**Supplied text:**
Note the steepness of the graben, and lack of accumulated debris.

The Butte Fault is connected to the East Kaibab Monocline which trends north-south up the Colorado River, and turns north-northwest forming the east perimeter of the Kaibab Plateau, which lies due-north of the Tanner Graben region.

==Geology==
The south face of the Tanner Graben block shows three distinct geology units, all conformably laid members of the Grand Canyon Supergroup-(and Unkar Group), and are at a paleo-tilted (fault) angle of about 15 degrees. The prominence is horizontal (15 degrees dip to ~north-northeast?) caprock section of distinctively, multi-layered Nankoweap Formation, which is a unit of the Grand Canyon Supergroup. The Nankoweap Formation is conformably laid on member units of the Unkar Group, the lowest and first group of the Grand Canyon Supergroup. The black Cardenas Basalt, makes up much of the Tanner Graben; it sits on erodable, softer, reddish, and layered-(inter-bedded) Dox Formation. The Dox Formation forms the west and east sides of the narrow southeast flank of the Tanner Graben, and shows its down-dropped distance.

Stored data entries
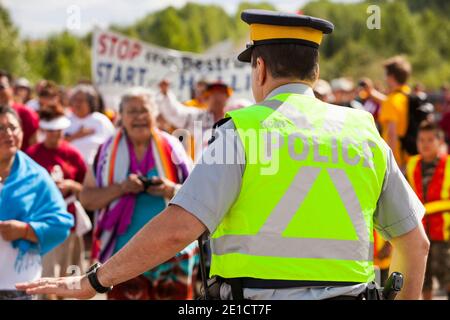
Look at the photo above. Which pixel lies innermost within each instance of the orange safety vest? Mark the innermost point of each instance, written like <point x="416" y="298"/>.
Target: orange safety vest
<point x="437" y="202"/>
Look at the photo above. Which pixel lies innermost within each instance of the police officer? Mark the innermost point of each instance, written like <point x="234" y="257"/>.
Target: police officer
<point x="290" y="190"/>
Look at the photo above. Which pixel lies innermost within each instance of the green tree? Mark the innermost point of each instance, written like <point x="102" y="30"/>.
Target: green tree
<point x="66" y="59"/>
<point x="11" y="48"/>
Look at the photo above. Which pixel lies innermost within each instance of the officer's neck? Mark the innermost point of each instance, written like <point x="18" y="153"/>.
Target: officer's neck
<point x="274" y="83"/>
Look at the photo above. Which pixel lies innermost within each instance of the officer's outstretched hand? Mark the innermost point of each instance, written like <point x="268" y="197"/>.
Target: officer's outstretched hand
<point x="67" y="287"/>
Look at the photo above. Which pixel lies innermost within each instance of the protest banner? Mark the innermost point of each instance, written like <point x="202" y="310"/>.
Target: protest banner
<point x="120" y="62"/>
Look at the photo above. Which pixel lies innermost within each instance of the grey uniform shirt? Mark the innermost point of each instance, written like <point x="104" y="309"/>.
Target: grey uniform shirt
<point x="212" y="188"/>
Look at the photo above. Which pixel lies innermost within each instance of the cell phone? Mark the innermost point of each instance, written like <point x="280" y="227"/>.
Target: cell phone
<point x="148" y="182"/>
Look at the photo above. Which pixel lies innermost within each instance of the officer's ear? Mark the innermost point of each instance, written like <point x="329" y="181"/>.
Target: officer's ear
<point x="261" y="71"/>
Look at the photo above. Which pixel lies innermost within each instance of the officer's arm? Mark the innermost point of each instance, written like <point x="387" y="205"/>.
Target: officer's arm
<point x="158" y="241"/>
<point x="410" y="258"/>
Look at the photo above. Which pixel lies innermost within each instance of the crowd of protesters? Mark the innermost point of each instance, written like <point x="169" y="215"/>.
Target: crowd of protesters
<point x="78" y="180"/>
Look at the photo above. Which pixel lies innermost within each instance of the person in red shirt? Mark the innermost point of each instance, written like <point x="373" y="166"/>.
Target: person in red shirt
<point x="29" y="119"/>
<point x="429" y="176"/>
<point x="67" y="168"/>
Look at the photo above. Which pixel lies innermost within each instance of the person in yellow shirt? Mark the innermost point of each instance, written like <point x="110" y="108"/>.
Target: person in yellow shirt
<point x="393" y="116"/>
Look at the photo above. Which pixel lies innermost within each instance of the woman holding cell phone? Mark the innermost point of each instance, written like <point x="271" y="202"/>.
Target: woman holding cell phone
<point x="135" y="173"/>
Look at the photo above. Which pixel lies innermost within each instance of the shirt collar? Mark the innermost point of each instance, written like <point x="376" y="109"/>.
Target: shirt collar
<point x="298" y="88"/>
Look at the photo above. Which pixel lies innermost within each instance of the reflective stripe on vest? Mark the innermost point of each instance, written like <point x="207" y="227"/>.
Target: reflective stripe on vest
<point x="247" y="244"/>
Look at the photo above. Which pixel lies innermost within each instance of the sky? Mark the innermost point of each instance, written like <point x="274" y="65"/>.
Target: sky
<point x="38" y="19"/>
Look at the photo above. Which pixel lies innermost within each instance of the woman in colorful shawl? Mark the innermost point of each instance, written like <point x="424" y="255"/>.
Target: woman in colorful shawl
<point x="135" y="173"/>
<point x="33" y="216"/>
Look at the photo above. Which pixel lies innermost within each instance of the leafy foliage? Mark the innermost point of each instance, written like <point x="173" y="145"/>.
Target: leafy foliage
<point x="419" y="29"/>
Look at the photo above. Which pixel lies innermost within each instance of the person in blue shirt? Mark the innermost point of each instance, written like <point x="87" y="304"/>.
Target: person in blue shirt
<point x="33" y="216"/>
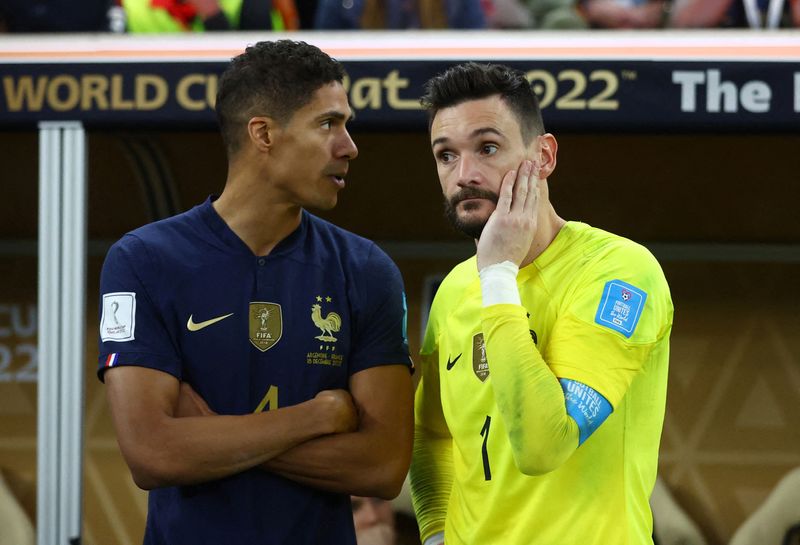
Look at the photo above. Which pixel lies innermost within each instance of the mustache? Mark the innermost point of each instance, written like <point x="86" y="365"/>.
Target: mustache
<point x="472" y="193"/>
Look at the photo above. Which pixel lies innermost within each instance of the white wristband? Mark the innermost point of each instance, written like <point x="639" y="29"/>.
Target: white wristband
<point x="499" y="284"/>
<point x="435" y="539"/>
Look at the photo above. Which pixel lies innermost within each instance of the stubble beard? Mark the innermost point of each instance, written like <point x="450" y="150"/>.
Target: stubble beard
<point x="471" y="228"/>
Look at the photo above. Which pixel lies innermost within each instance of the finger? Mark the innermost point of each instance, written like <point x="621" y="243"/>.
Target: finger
<point x="521" y="186"/>
<point x="506" y="192"/>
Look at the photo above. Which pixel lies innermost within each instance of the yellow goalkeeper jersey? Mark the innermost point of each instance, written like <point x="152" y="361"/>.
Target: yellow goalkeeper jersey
<point x="597" y="310"/>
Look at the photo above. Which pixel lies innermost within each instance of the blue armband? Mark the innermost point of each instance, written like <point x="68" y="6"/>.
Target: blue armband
<point x="586" y="406"/>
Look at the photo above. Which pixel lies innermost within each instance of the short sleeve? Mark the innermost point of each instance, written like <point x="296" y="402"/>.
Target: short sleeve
<point x="132" y="328"/>
<point x="619" y="311"/>
<point x="381" y="327"/>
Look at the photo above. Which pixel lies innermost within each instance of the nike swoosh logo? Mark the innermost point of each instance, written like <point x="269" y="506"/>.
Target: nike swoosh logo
<point x="450" y="364"/>
<point x="191" y="326"/>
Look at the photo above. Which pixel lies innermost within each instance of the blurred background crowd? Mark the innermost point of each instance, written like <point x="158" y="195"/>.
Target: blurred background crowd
<point x="148" y="16"/>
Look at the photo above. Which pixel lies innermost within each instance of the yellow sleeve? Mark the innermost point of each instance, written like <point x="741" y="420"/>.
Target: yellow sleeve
<point x="585" y="348"/>
<point x="530" y="399"/>
<point x="431" y="471"/>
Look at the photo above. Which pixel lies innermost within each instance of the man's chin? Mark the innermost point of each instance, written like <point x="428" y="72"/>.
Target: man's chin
<point x="472" y="229"/>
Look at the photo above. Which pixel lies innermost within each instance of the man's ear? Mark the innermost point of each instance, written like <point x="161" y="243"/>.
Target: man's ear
<point x="548" y="150"/>
<point x="261" y="132"/>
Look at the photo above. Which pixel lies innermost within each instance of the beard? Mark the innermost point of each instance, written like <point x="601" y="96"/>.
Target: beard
<point x="471" y="228"/>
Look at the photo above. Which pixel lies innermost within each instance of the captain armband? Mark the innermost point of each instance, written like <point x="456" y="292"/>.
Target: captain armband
<point x="499" y="284"/>
<point x="586" y="406"/>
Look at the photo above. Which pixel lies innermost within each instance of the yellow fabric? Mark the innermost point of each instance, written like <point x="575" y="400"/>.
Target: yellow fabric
<point x="594" y="494"/>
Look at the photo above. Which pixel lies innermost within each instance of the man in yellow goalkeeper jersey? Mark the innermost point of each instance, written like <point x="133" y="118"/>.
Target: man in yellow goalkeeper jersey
<point x="544" y="364"/>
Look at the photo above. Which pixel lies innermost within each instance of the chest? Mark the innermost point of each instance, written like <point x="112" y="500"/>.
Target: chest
<point x="464" y="369"/>
<point x="264" y="335"/>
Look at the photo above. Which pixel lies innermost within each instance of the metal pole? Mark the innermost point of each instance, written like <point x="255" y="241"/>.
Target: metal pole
<point x="62" y="324"/>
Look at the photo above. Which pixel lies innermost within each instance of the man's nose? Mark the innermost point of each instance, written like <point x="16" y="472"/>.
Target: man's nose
<point x="347" y="148"/>
<point x="468" y="171"/>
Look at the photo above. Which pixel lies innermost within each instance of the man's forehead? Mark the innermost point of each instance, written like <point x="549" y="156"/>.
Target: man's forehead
<point x="329" y="97"/>
<point x="472" y="119"/>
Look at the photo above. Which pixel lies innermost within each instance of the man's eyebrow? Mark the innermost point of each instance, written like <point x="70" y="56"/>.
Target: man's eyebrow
<point x="477" y="132"/>
<point x="336" y="114"/>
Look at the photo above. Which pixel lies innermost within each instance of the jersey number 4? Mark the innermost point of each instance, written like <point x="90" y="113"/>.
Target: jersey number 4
<point x="270" y="400"/>
<point x="487" y="471"/>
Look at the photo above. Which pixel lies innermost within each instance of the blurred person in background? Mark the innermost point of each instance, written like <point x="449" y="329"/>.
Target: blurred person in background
<point x="619" y="14"/>
<point x="735" y="13"/>
<point x="150" y="16"/>
<point x="400" y="14"/>
<point x="381" y="522"/>
<point x="54" y="16"/>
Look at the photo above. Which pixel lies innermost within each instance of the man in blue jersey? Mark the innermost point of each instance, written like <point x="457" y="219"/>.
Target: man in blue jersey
<point x="254" y="355"/>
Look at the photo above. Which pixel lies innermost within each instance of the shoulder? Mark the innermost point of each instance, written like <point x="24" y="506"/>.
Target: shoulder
<point x="606" y="253"/>
<point x="454" y="286"/>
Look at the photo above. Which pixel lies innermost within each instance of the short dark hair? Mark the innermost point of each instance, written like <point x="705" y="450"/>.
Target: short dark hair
<point x="274" y="79"/>
<point x="475" y="81"/>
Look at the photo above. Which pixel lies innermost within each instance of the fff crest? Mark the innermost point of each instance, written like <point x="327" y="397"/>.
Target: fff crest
<point x="266" y="324"/>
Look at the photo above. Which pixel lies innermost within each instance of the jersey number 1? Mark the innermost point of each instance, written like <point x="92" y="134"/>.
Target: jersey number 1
<point x="487" y="471"/>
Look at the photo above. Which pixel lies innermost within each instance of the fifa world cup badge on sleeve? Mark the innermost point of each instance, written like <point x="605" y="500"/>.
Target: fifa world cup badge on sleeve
<point x="118" y="321"/>
<point x="620" y="307"/>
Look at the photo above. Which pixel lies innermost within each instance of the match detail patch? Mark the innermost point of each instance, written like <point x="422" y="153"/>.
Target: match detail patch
<point x="586" y="406"/>
<point x="620" y="307"/>
<point x="118" y="321"/>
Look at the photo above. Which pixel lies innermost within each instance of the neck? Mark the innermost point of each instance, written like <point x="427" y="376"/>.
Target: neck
<point x="256" y="214"/>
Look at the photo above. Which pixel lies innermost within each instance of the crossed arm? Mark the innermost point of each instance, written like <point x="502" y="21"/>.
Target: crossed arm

**Exercise tasks:**
1. According to the Tanner Graben text, what is the Butte Fault connected to?
2. Swap "Colorado River" for "Green River" in the Tanner Graben text, and write out the part that opens with the words "Note the steepness" and closes with "Tanner Graben region.".
The material above is separate from the Tanner Graben text.

**Solutions by task:**
1. The East Kaibab Monocline.

2.
Note the steepness of the graben, and lack of accumulated debris.

The Butte Fault is connected to the East Kaibab Monocline which trends north-south up the Green River, and turns north-northwest forming the east perimeter of the Kaibab Plateau, which lies due-north of the Tanner Graben region.